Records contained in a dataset
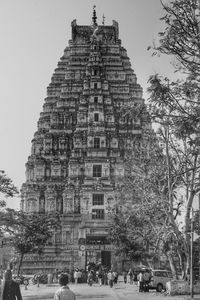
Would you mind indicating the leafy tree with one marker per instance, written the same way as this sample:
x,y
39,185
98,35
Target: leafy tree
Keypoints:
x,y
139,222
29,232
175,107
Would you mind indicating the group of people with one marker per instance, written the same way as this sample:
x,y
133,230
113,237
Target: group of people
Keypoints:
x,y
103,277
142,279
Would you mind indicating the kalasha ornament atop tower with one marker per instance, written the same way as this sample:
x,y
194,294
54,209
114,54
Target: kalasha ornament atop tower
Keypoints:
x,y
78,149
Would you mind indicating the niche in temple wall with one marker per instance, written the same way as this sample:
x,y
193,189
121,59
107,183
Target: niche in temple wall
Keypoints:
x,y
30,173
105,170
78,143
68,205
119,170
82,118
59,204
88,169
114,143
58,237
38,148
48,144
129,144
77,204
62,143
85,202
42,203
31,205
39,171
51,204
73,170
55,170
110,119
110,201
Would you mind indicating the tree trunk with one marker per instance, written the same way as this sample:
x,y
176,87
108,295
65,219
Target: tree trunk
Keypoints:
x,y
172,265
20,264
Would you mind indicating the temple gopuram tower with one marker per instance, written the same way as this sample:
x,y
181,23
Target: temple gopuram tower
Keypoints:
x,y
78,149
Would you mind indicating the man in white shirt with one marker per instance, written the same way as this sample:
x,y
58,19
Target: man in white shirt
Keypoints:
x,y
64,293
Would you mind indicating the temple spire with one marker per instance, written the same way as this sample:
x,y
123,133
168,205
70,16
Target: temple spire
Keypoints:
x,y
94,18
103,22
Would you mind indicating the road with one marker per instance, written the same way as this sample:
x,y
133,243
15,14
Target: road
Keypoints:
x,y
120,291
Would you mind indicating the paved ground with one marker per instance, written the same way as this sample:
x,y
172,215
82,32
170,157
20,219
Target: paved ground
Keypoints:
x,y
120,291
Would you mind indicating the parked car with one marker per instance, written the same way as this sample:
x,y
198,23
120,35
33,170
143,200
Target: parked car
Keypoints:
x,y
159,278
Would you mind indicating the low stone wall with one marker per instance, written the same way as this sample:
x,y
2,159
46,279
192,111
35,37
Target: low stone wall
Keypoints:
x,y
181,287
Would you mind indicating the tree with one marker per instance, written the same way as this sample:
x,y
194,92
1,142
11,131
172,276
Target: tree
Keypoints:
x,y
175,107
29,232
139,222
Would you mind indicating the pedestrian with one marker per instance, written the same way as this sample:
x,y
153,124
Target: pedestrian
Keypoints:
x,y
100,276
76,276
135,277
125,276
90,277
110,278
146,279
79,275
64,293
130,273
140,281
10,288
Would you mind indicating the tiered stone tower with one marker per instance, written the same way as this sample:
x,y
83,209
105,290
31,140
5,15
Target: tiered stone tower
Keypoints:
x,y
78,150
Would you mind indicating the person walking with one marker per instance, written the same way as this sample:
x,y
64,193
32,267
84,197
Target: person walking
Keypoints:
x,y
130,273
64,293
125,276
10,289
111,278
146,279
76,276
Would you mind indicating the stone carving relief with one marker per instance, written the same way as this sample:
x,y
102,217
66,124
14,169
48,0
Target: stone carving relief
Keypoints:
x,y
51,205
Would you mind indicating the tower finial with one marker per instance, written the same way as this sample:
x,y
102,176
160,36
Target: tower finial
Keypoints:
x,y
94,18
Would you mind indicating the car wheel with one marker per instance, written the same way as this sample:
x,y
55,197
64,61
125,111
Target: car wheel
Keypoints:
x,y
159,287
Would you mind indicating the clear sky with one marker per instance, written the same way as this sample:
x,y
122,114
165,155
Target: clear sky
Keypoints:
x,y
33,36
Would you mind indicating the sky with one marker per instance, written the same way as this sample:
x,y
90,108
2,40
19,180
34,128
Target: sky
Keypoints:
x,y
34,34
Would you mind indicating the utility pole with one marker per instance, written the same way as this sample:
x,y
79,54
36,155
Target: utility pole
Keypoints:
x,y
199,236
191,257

PROBLEM TO WORK ON:
Transcribe the full listing character for character. Pictures are excluded.

COMPLETE OUTPUT:
Would you mind indicating the leafy tree with one marker per instance, written the same way as this sample:
x,y
39,185
98,35
Target: leafy tree
Keypoints:
x,y
139,222
29,232
175,107
Would you mind indicating the group of people with one marker per instance, written the same way as this sample:
x,y
133,230
113,237
Target: group of people
Keypoints:
x,y
103,277
142,279
Would you mind indicating the kalasha ornament atop tower with one marker per instance, written the same way as this sample:
x,y
194,294
54,209
114,54
Target: kalasha ornament atop tower
Keypoints:
x,y
78,149
Would you mind indicating the niche in temple wall with one marker per instance, written the same way as this sample:
x,y
193,189
121,59
107,183
Target: niche in temple wall
Keypoints:
x,y
30,173
105,170
78,143
68,205
119,170
82,118
59,204
88,169
114,143
58,237
38,148
48,144
129,144
77,204
62,143
85,202
42,203
31,205
39,171
51,204
73,170
55,170
110,119
110,201
Would you mind indicating the tree trunk with one marker per instance, written the same way as this sample:
x,y
176,87
108,295
65,219
Target: tree trunk
Keypoints:
x,y
172,265
20,264
Would you mind indicating the temple gopuram tower with one marker per instance, written the same way as this sample:
x,y
181,23
Target: temple gopuram tower
Keypoints:
x,y
78,149
Would you mind indicating the man in white shirt with one marker per instance, written the same way as this sample:
x,y
58,19
Target: man in white shirt
Keypoints:
x,y
64,293
Would you mind indicating the temple spire with one marker per instance, written the same way as this sample:
x,y
123,133
168,205
70,16
Target: temple spire
Keypoints:
x,y
94,18
103,22
Would you mind indicating the road with one marker per instance, written the same way as this sample:
x,y
133,243
15,14
Target: road
Keypoints:
x,y
120,291
Would you mind indicating the paved ground with one marker per instance, written the same way as this sample:
x,y
172,215
82,32
170,157
20,219
Target: paved ground
Keypoints:
x,y
120,291
Would you mind indicating the parked car with one marker per instance, written the same way as this sample:
x,y
198,23
120,35
33,170
143,200
Target: parked car
Keypoints:
x,y
159,278
Would you mind indicating the low stone wall with one marker per instance, written the same way as this sample:
x,y
2,159
46,279
192,111
35,37
Target: low stone wall
Keypoints:
x,y
181,287
Would you mind indicating the tree with one marker per instance, written the same way as this sample:
x,y
194,92
1,142
11,131
172,276
Target: tree
Keypoints:
x,y
175,107
29,232
139,222
Would you mind indicating the pedestrian with one marker per instance, written the same way as this sample:
x,y
153,124
Target: pedestrian
Keypoints:
x,y
100,276
76,276
135,277
125,276
90,277
110,278
146,279
79,275
64,293
130,273
140,281
10,288
Would you mind indicating the tiered stone tower with one marker per instance, written the same way as this sample:
x,y
83,209
105,290
31,140
5,15
Target: tiered stone tower
Keypoints:
x,y
78,150
Would you mind indicating the person walking with one marker per instance, written the same way as this sample:
x,y
64,193
32,267
84,197
Target: person walking
Keypoints:
x,y
130,273
64,293
125,276
10,289
111,278
146,279
76,276
Would you mind indicating the stone carving relief with one marker per instance, written the same way as this sample:
x,y
102,217
66,124
14,169
48,0
Target: stone carving relief
Keypoints:
x,y
51,205
Would you mind indicating the tower finial with one marker per instance, written the same way as this sample:
x,y
102,176
160,36
Target: tower finial
Keypoints:
x,y
94,18
Would you mind indicating the car wheel with one marker per instance, written the same way as this sample:
x,y
55,197
64,61
125,111
Target: car wheel
Keypoints:
x,y
159,287
Would you mind indicating the clear sky with one marker per instance, written the same way as this sample:
x,y
122,114
165,155
Target: clear sky
Keypoints:
x,y
33,36
Would you mind indicating the sky with one marker per instance, written the same way as this sample:
x,y
90,108
2,40
19,180
34,128
Target: sky
Keypoints:
x,y
34,34
Would you mind indicating the utility pole with one marker per instance, written the same way as this sample:
x,y
79,54
36,155
Target: utility pole
Keypoints:
x,y
199,236
191,257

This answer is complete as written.